### [Stated problem]
Can you copy out, unchanged, everything from the line containing "Locate building window in the frame." down to the line containing "[775,130,890,366]", both included, and nothing else?

### [Exercise data]
▬▬▬▬▬▬▬▬▬▬

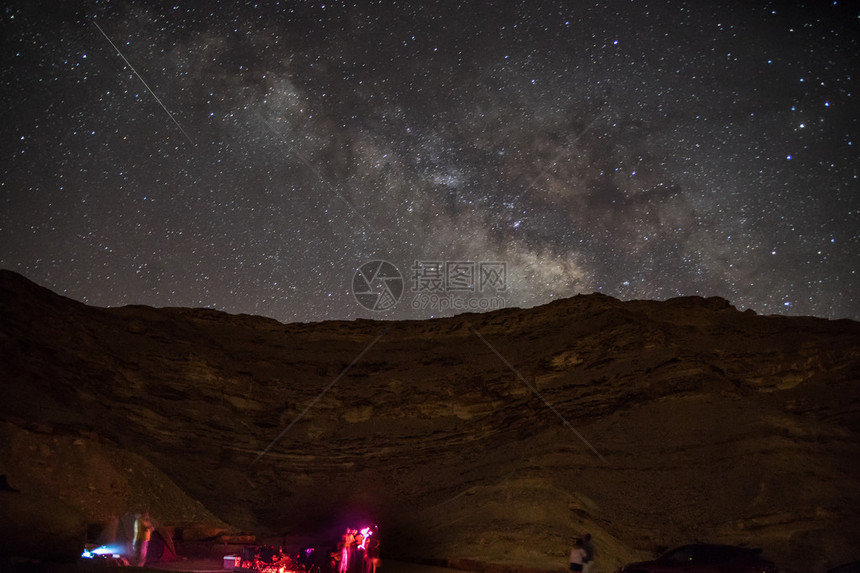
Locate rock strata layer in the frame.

▬▬▬▬▬▬▬▬▬▬

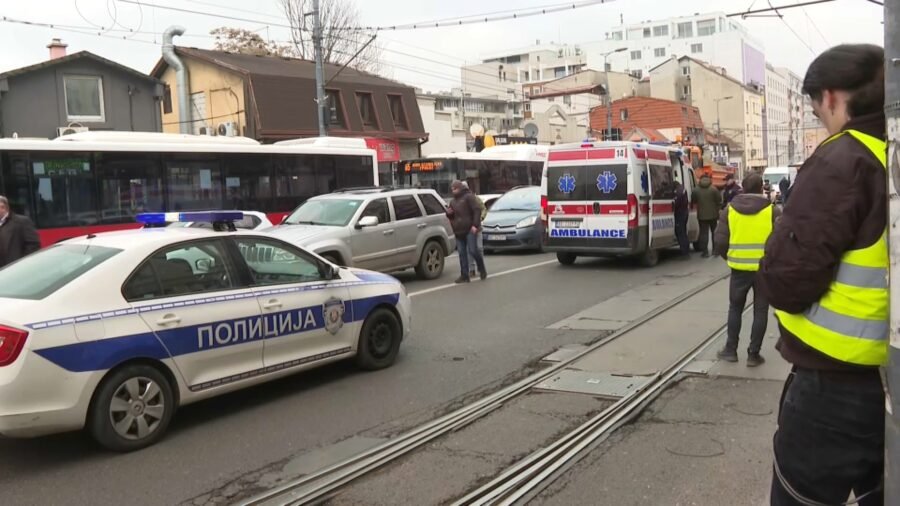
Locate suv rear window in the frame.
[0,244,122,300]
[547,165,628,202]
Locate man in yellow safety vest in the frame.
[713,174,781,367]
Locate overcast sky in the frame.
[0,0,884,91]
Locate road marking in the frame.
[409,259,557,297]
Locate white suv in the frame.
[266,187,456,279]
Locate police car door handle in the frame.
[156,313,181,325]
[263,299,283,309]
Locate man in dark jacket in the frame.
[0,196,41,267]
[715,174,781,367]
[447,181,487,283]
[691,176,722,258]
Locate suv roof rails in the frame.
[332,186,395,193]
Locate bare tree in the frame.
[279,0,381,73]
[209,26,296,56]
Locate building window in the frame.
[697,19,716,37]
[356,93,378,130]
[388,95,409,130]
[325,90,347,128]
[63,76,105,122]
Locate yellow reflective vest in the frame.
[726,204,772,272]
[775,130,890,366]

▬▬▬▬▬▬▬▬▬▬

### [Answer to the task]
Locate building window in the frame.
[697,19,716,37]
[356,93,378,130]
[388,95,409,130]
[325,90,347,128]
[63,76,105,122]
Locate yellow reflective vest in the frame.
[726,204,772,272]
[775,130,890,366]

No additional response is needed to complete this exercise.